Overclock At Your Own Risk: Continued

How do components die? The simple answer is use, but the longevity of a semiconductor depends on a few factors. While there are a host of things that can make a semiconductor or other circuitry fail, there are three that affect most common components: electrical current, material purity and temperature. While the manufacturing process for semiconductors generally has stringent quality assurance, not all parts come out exactly the same. Flaws exist, and this is something we all have to understand and live with. While that is out of our control, the other two factors generally are not.


In an article by Thomas "Tom" Pabst, he mentions a phenomenon called electromigration, one of many processes that can lead to the degradation of components. Electromigration occurs as a result of metal atoms being moved via the momentum of electrons. Picture this as a sandblaster where the sand, at high velocity, is eroding the walls of the gun. In the case of electromigration, the electrons are moving the metal atoms away from one another. This can cause a circuit to fail by two means: either the atoms are moved apart breaking the circuit, or they are moved closer, so the circuit touches another causing a short. Either way, it is bad news for the components.

You might be saying, "I thought semiconductors were made of silicon?" Yes they are. The reason microchips are made from silicon is that it has the interesting property of being somewhere between a conductor and a resistor; it can allow electrical currents to pass through it or not, depending on what is done to the silicon during the fabrication process. The silicon can conduct electrical currents if impurities exist, so a process called "doping" is used, where the silicon is bombarded by impurities creating positively and negatively charged areas. This is how electrical gates are formed on the silicon chip.

The interesting fact is that semiconductors do not fail from electromigration, as they do not have enough charge carriers. However, when the silicon is doped above a 1% variation from pure, it can conduct electricity and the issue of electromigration can occur. Additionally, microchips have many layers with metal interconnects which naturally are susceptible.

I bring up the fact that conductive materials migrate inside components because there are two major factors that impact the rate at which this happens. The first has been explained - the amount of current flowing through the circuit - and the second is temperature.
*****
• **Study questions**
A – In the passage on how components die, why can electromigration make a circuit fail? Answer in one to three sentences.
B – Pick up the passage on how components die right after its final sentence and keep writing it.

• **Entries supplied**
*****
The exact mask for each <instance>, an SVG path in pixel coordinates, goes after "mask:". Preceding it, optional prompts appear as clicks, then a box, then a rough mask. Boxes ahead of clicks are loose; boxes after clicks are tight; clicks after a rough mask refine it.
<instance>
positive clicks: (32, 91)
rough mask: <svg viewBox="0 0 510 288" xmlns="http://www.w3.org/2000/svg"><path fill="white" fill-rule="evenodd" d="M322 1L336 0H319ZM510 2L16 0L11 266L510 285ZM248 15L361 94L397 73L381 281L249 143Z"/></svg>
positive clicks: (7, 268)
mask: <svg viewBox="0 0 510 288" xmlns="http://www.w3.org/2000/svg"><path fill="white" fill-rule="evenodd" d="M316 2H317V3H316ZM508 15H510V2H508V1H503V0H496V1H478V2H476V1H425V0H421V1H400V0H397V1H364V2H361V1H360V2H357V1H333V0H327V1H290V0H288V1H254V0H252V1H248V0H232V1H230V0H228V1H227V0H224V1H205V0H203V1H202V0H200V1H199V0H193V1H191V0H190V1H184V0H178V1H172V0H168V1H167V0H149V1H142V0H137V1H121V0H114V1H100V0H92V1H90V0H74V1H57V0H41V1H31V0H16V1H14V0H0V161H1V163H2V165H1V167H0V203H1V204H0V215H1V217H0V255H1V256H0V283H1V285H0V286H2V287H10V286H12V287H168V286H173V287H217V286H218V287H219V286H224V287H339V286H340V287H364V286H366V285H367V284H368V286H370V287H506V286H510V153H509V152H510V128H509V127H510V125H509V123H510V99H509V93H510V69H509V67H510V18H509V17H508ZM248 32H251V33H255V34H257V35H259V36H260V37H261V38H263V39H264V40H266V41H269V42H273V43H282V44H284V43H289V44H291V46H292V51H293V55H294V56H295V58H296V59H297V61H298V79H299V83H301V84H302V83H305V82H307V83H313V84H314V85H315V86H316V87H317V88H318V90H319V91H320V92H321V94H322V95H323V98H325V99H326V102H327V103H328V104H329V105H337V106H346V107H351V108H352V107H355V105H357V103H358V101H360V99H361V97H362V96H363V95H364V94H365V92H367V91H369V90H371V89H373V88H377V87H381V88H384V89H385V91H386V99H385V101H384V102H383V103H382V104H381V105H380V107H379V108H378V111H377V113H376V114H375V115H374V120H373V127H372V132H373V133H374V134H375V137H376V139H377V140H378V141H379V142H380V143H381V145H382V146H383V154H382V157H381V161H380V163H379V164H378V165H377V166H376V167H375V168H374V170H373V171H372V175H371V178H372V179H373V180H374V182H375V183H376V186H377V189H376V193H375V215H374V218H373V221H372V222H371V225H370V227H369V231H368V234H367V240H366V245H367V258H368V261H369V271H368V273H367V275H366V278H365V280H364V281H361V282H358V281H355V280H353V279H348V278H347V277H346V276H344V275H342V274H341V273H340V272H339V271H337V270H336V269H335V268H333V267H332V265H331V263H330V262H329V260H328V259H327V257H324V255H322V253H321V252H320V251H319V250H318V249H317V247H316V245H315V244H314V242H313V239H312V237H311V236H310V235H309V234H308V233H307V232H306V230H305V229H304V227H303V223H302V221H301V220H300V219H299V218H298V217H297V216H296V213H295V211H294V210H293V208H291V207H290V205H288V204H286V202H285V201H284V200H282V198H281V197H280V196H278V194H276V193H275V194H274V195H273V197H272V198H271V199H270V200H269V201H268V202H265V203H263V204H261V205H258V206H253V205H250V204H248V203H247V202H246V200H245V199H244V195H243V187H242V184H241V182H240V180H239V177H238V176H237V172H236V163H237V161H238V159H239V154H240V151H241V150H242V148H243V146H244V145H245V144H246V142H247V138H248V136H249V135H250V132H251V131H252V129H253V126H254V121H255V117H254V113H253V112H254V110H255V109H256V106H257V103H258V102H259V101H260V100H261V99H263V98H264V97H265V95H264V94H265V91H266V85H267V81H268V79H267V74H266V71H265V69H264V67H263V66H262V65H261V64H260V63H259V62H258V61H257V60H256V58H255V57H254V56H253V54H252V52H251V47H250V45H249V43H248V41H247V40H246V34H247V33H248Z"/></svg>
*****
• **Task-by-task answers**
A – Electromigration moves metal atoms by the force of moving electrons. If the atoms are pushed apart, the circuit breaks. If they are pushed closer together, the circuit can touch another one and short.

B –
In an article about electromigration, Dr. J.R. Lloyd states that "just how much current can be permitted and still maintain reliability as the temperature is changed will depend on whether you have nucleation or growth dominated failure and what the dominant diffusion mechanism is. If we have growth-dominated diffusion and we increase the temperature such that we double the diffusion coefficient (approximately 20 degrees for Al alloys and grain boundary diffusion), we must reduce the current density by half. Conversely, if we want to increase the current density by a factor of two, we must ensure that the temperature is at least 20 degrees cooler. If failure is nucleation dominated, an approximate 30% reduction in current is needed for a similar temperature increase to maintain equal reliability."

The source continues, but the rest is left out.